The answer must be every line of the records below that holds the word "coords".

Segment Start: RECORDED DATA

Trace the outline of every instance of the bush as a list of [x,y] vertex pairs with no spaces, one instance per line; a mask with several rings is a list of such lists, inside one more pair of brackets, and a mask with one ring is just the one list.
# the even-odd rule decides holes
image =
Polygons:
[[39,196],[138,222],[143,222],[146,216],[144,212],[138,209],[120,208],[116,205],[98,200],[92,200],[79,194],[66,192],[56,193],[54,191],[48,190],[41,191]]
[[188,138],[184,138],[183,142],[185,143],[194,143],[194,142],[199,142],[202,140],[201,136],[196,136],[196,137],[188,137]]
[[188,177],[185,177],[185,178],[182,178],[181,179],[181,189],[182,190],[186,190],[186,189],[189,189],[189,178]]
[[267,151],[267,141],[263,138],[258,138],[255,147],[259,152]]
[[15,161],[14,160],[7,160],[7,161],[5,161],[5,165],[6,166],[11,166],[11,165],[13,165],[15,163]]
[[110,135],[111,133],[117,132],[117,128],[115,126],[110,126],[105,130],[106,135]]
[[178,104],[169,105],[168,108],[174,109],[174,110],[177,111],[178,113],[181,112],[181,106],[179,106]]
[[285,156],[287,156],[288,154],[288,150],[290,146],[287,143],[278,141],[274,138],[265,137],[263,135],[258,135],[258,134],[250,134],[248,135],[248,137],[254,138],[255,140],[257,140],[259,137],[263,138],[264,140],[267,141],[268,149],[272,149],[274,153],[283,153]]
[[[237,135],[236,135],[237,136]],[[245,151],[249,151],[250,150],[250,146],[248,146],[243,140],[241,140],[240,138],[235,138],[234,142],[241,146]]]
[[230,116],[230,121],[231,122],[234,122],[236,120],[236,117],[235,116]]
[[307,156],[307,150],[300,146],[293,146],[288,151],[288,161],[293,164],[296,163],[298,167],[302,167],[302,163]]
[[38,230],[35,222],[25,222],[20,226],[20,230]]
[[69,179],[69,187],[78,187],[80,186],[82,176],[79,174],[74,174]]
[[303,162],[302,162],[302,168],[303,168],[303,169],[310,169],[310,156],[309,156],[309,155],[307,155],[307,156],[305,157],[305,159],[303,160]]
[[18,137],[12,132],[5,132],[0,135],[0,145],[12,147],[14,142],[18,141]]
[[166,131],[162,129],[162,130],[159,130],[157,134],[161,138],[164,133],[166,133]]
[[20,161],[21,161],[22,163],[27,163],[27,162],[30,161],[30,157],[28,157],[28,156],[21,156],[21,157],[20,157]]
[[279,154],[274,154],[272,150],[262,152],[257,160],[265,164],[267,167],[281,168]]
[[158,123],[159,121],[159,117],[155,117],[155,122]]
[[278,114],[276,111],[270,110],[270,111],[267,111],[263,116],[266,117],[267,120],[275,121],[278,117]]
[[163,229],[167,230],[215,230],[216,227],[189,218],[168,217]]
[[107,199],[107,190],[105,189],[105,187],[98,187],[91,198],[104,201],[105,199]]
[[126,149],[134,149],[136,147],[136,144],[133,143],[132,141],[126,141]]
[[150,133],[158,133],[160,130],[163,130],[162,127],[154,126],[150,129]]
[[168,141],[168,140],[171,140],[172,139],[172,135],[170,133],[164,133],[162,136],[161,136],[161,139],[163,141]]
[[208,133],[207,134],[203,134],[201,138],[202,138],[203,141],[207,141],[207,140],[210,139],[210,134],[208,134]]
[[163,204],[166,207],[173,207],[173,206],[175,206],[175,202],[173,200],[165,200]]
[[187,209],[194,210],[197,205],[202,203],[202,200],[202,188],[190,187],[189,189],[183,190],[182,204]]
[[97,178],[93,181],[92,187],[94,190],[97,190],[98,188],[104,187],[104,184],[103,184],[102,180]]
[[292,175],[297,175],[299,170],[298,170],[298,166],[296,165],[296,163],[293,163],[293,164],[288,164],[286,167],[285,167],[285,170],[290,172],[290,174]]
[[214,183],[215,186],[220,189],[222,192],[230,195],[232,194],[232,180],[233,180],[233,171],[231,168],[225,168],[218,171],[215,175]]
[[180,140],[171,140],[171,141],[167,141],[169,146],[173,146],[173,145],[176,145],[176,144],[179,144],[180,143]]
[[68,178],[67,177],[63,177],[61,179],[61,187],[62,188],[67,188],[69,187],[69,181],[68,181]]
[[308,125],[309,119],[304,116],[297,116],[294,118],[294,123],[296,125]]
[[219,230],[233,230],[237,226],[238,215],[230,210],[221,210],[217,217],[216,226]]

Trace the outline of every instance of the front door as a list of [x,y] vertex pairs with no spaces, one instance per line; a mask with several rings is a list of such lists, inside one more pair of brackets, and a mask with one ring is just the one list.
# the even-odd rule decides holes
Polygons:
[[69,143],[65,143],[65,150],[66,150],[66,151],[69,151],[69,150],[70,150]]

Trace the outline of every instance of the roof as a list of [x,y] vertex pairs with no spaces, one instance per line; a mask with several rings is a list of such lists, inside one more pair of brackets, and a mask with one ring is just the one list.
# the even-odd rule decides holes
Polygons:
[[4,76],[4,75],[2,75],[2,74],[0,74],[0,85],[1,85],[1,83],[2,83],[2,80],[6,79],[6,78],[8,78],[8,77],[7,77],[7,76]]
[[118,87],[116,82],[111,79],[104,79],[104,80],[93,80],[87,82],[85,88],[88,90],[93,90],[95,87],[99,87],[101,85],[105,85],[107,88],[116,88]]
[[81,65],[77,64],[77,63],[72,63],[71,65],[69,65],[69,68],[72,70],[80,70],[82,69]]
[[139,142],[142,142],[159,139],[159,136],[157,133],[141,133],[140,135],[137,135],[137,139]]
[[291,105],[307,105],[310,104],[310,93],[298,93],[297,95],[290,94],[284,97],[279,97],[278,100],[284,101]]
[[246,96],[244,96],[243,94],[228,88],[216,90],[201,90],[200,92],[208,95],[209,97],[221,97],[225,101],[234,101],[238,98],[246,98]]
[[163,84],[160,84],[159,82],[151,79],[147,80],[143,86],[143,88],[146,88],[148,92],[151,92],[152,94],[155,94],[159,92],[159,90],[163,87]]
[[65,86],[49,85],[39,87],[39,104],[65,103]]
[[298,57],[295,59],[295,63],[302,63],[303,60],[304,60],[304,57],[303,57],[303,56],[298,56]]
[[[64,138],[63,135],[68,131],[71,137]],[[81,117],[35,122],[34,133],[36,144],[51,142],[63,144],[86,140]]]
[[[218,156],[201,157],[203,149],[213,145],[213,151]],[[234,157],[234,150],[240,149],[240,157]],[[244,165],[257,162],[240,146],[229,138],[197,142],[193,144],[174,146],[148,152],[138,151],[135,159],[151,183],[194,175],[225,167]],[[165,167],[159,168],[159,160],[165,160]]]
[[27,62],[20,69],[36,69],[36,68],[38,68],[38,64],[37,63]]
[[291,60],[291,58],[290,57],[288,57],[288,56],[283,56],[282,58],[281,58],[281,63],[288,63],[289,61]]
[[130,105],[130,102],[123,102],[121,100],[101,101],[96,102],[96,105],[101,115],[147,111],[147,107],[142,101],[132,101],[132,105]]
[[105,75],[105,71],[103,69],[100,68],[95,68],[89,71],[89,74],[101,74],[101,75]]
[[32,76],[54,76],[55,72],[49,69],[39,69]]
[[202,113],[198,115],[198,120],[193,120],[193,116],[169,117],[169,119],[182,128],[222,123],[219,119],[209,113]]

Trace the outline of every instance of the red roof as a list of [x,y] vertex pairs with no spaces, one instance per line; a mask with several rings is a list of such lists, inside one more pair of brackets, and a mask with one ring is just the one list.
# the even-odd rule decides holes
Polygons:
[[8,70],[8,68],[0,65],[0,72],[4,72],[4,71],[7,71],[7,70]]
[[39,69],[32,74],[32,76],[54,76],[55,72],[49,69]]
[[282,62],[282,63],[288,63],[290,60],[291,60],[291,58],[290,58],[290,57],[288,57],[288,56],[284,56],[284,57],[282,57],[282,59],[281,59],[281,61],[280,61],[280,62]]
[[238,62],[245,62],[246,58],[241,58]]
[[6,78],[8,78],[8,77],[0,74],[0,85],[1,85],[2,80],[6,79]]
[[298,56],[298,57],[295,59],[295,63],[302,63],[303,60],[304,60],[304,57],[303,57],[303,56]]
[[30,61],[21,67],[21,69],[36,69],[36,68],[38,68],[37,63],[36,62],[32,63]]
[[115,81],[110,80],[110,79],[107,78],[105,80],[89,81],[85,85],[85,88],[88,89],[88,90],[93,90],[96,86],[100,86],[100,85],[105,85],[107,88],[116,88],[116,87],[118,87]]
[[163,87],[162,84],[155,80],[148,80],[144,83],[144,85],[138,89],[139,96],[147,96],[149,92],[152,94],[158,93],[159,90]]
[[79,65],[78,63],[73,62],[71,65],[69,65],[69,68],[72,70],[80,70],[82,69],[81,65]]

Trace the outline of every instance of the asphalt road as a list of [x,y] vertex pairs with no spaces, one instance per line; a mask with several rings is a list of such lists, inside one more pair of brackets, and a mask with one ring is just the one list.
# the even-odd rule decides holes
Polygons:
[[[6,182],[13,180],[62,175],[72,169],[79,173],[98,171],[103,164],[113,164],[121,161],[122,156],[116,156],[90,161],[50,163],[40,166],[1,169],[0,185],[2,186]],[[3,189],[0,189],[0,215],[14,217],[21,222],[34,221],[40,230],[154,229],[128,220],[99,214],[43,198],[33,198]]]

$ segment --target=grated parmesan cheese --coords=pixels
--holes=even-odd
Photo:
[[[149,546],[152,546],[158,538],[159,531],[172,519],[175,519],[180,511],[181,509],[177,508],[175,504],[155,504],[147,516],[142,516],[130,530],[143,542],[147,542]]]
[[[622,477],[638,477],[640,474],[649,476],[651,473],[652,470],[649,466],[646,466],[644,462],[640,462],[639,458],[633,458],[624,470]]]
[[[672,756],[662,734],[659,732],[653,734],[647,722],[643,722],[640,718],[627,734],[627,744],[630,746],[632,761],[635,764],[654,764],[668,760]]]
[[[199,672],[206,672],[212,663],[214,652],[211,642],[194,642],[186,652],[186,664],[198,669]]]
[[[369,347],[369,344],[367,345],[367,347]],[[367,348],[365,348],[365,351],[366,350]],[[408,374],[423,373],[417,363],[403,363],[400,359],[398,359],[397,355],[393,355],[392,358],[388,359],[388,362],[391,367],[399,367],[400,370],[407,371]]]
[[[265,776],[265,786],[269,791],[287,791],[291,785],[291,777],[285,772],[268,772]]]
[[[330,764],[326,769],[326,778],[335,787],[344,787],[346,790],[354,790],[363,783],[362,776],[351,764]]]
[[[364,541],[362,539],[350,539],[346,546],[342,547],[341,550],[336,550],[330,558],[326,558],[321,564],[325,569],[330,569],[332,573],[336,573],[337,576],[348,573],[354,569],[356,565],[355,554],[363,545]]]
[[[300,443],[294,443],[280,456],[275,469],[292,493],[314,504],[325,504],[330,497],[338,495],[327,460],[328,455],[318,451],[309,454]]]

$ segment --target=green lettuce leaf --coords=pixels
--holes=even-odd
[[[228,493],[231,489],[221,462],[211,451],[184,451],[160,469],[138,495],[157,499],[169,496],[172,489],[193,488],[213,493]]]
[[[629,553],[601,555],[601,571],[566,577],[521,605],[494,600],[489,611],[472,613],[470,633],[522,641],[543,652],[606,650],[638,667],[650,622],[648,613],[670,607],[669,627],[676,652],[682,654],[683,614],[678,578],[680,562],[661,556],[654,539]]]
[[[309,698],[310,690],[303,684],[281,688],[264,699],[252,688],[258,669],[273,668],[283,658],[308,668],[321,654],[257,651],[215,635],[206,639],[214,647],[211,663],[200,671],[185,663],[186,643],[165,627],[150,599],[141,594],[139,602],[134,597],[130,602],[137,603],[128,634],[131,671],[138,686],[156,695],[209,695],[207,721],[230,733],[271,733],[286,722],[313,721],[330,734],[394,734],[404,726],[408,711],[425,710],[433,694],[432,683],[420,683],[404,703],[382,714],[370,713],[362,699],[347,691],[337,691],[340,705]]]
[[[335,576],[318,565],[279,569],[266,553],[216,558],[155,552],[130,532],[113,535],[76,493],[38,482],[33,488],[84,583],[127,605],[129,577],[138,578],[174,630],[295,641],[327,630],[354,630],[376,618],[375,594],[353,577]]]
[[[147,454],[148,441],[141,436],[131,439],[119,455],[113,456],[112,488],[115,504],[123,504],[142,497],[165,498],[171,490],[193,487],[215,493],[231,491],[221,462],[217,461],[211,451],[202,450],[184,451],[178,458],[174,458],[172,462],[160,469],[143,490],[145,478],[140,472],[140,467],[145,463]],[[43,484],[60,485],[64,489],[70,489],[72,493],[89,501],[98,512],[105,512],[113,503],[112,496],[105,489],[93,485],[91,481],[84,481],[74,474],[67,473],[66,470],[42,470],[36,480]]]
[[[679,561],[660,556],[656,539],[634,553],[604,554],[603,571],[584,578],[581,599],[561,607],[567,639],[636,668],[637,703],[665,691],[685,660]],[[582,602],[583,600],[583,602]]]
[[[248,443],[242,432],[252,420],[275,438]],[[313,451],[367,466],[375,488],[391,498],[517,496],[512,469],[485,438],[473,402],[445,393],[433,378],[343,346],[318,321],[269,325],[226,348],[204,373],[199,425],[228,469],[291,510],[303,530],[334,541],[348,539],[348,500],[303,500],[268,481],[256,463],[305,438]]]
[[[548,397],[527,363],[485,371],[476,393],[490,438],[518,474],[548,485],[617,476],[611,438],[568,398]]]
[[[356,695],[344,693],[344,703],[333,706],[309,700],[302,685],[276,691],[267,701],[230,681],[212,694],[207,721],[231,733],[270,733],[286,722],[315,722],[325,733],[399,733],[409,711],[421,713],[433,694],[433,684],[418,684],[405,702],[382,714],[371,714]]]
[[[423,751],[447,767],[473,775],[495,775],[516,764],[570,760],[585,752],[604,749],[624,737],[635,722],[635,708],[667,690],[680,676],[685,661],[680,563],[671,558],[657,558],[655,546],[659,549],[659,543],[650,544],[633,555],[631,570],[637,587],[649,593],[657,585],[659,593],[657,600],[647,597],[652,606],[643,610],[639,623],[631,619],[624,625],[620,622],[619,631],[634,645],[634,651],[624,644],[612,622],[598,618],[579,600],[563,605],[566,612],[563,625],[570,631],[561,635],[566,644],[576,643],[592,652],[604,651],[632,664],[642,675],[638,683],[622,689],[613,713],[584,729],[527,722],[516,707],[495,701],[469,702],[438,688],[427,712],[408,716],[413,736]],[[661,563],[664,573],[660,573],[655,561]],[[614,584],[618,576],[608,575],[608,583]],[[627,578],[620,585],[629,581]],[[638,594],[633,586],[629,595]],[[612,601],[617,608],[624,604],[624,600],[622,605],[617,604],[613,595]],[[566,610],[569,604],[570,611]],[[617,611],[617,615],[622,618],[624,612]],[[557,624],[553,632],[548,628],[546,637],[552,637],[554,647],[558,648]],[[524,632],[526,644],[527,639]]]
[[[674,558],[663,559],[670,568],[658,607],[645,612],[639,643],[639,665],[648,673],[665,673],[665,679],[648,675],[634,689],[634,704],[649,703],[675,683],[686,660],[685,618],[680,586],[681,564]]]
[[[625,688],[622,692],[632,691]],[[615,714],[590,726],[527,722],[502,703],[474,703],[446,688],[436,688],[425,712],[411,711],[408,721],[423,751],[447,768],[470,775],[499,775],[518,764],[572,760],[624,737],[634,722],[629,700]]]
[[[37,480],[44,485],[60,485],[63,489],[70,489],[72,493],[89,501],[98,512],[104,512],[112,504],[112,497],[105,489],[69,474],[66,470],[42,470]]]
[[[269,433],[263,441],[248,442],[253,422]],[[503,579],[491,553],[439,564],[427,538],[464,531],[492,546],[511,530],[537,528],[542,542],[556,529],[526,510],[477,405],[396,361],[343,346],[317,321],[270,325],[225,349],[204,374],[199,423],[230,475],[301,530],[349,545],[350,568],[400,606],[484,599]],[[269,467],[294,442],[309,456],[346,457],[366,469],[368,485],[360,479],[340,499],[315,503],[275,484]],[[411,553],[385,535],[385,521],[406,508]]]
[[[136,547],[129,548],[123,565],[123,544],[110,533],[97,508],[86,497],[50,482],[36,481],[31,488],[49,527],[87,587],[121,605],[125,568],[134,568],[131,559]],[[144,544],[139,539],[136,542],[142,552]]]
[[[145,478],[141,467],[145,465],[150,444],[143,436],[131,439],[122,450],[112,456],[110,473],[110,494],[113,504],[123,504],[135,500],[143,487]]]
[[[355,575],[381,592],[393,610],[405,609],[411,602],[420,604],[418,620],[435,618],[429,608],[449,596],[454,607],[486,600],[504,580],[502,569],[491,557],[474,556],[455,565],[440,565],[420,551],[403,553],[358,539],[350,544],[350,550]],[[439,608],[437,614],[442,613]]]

Segment End: RECORDED DATA

SOLUTION TO THE EXERCISE:
$ segment --target=grated parmesan cheese --coords=pixels
$ segment --target=green lettuce leaf --coords=pixels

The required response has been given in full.